(Annotated coordinate records)
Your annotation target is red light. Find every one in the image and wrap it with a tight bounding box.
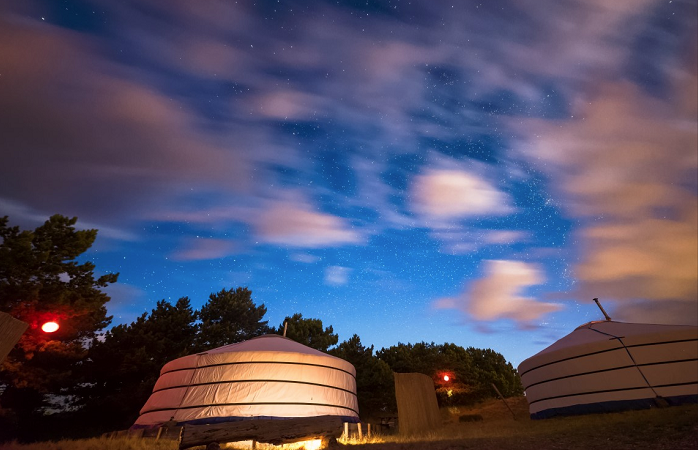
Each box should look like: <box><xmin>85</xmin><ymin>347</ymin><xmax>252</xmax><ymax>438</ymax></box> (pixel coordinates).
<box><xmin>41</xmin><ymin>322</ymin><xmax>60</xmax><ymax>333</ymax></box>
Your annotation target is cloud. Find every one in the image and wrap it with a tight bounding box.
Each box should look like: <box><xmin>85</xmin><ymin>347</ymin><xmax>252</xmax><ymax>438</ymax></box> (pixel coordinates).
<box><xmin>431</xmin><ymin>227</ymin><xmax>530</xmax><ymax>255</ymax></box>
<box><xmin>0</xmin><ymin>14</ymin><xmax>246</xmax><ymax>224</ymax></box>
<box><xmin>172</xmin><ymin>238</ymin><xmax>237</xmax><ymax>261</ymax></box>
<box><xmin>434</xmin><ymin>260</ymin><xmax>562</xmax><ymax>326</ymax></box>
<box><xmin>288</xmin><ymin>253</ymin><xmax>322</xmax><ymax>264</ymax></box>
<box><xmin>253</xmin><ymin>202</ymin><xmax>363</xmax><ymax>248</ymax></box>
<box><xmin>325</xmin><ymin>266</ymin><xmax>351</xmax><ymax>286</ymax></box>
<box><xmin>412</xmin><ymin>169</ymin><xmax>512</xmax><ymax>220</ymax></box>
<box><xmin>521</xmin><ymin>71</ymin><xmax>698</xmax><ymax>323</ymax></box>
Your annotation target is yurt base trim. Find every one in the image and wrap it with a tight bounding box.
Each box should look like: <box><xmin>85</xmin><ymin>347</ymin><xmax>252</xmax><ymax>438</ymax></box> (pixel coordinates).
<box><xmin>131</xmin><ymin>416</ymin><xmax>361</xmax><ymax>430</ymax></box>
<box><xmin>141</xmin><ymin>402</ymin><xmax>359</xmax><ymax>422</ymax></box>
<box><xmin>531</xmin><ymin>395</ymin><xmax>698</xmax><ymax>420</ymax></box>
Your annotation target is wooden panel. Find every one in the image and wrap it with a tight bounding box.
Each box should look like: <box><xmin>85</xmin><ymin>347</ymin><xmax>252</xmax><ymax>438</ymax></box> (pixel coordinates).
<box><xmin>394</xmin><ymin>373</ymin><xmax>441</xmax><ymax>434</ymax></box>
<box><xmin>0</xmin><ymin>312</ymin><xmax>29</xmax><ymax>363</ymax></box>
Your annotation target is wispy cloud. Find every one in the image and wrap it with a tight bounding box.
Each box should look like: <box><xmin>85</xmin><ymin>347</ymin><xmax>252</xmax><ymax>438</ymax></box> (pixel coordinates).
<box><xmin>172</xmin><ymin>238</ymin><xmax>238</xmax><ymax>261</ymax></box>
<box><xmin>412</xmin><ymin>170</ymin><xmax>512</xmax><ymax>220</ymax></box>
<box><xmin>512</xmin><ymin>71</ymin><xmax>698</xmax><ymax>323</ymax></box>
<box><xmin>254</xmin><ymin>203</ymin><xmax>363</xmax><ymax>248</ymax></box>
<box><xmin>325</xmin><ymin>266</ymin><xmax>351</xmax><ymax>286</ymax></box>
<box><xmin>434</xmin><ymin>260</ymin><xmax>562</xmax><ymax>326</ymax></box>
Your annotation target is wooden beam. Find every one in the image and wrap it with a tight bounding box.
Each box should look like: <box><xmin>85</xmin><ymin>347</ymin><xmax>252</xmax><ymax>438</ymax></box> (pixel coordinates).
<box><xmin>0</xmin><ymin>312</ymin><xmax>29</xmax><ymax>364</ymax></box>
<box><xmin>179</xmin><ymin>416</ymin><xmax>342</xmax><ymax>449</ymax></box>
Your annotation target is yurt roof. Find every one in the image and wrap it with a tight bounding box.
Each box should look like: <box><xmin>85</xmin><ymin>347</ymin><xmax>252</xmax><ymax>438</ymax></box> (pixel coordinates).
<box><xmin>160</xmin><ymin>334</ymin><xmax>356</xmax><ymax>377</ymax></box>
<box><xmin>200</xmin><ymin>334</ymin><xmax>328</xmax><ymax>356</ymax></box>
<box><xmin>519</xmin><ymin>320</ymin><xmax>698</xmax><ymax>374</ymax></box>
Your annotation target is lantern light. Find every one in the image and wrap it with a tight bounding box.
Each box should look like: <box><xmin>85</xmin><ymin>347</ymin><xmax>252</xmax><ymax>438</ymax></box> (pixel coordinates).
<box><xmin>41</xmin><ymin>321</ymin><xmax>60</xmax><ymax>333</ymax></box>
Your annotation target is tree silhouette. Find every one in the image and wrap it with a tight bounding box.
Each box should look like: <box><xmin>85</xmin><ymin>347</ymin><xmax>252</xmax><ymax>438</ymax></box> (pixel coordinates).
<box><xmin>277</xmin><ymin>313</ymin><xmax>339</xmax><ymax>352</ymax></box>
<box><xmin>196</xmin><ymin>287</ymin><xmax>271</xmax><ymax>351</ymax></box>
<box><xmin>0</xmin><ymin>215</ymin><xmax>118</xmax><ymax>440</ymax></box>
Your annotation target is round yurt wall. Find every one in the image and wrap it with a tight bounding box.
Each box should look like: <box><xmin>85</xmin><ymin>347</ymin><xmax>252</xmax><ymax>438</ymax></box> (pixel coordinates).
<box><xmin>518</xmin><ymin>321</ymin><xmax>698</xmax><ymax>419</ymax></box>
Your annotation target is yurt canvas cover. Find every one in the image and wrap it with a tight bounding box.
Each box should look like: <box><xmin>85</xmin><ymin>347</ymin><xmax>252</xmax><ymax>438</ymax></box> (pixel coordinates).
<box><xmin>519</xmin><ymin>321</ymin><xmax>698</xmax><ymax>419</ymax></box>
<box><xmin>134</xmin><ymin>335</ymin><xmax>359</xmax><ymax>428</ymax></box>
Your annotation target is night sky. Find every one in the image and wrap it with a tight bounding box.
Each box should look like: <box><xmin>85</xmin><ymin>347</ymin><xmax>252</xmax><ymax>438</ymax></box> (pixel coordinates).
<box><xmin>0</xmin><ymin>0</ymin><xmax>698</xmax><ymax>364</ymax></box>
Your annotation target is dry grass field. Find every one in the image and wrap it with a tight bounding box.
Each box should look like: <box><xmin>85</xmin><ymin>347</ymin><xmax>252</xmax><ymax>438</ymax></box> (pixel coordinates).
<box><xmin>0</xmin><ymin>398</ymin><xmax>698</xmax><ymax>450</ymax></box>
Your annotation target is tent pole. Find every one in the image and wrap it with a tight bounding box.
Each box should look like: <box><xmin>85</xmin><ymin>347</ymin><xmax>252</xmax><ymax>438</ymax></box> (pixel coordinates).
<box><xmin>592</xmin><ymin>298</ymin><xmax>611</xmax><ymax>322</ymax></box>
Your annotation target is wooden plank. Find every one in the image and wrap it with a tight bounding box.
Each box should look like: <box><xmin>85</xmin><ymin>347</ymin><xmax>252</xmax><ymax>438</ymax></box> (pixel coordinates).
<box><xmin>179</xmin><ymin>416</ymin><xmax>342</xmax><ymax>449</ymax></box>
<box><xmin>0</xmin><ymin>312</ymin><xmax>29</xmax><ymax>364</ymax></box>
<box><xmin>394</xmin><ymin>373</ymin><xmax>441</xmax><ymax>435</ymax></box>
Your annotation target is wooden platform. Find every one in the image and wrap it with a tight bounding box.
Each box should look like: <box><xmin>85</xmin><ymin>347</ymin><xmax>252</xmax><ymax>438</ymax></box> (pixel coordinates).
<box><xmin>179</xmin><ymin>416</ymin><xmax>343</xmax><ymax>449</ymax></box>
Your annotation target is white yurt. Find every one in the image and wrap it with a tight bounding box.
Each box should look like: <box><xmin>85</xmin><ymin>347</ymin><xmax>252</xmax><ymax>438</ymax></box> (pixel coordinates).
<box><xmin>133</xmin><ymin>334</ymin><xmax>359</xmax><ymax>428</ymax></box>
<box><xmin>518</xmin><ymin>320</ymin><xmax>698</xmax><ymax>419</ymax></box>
* * *
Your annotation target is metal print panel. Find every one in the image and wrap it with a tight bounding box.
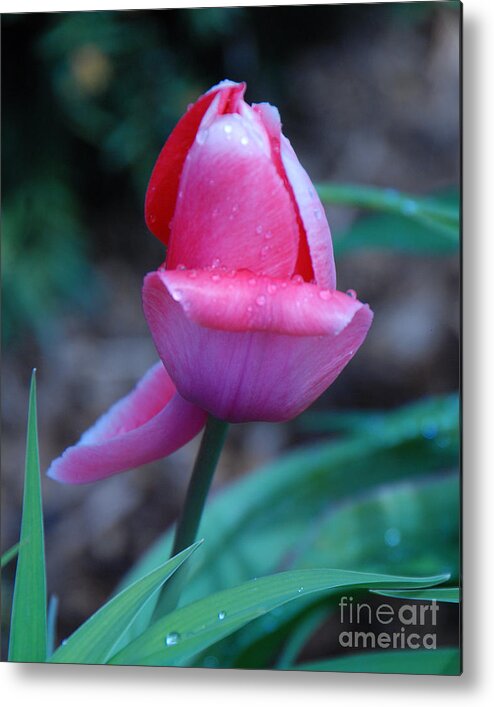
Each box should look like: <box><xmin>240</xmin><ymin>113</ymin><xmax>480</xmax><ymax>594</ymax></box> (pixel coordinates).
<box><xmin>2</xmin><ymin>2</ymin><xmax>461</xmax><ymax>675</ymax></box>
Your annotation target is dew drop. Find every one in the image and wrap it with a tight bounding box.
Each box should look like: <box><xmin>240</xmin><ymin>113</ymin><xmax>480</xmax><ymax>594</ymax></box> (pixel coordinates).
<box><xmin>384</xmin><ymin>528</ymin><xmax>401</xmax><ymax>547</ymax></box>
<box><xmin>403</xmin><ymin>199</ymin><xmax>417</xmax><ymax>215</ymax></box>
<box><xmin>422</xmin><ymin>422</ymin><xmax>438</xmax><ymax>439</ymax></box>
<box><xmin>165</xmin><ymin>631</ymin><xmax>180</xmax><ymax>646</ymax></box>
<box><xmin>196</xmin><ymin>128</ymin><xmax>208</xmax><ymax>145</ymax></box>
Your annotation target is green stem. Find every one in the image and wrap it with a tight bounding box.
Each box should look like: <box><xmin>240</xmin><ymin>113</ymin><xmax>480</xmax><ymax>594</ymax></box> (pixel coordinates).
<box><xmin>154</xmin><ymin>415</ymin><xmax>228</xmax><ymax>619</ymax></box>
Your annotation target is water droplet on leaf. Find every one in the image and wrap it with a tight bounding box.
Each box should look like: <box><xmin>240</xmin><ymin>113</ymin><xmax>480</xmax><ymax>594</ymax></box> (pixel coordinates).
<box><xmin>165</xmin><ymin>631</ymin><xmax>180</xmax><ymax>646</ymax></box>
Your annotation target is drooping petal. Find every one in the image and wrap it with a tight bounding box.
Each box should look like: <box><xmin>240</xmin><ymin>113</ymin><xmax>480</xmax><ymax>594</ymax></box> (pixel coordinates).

AIM: Count the lines of the records above that contain the string "wooden", treating case as significant. Give only the number.

OUTPUT OF THE EXERCISE: 4